#### EXERCISE OBJECTIVE
Collect every line in the data below that contains the word "instance". Letter case counts.
== SUPPLIED DATA ==
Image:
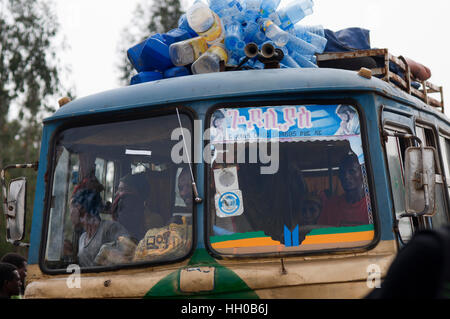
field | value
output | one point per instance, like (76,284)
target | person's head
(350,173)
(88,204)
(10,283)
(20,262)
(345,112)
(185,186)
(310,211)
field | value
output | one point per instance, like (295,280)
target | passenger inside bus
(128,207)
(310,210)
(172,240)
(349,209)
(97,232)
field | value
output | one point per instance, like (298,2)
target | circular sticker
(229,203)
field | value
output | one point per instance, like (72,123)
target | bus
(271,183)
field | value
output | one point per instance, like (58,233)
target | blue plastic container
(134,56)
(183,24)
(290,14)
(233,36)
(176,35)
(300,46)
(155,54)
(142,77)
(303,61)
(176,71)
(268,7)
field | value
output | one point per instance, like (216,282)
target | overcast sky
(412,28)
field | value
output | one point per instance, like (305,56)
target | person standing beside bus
===
== SUPPLIED DATA ==
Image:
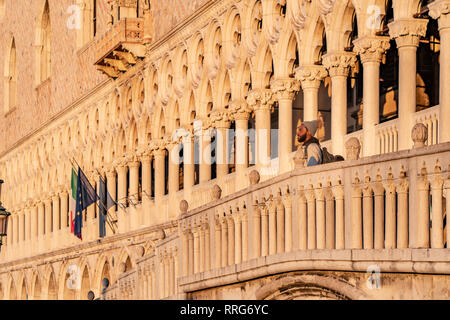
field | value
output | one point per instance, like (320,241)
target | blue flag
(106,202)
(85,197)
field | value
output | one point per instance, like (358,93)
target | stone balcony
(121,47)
===
#### SOLUTION TO THE EXERCISE
output | one point per instance, like (76,284)
output | one point per instance, like (295,280)
output | one point per instance, like (298,2)
output | one point per instance, like (72,123)
output | one point per instance, like (58,233)
output | one point per instance, like (216,282)
output | one point per instance, like (305,56)
output | one point per instance, like (320,241)
output | one point per instance, like (358,93)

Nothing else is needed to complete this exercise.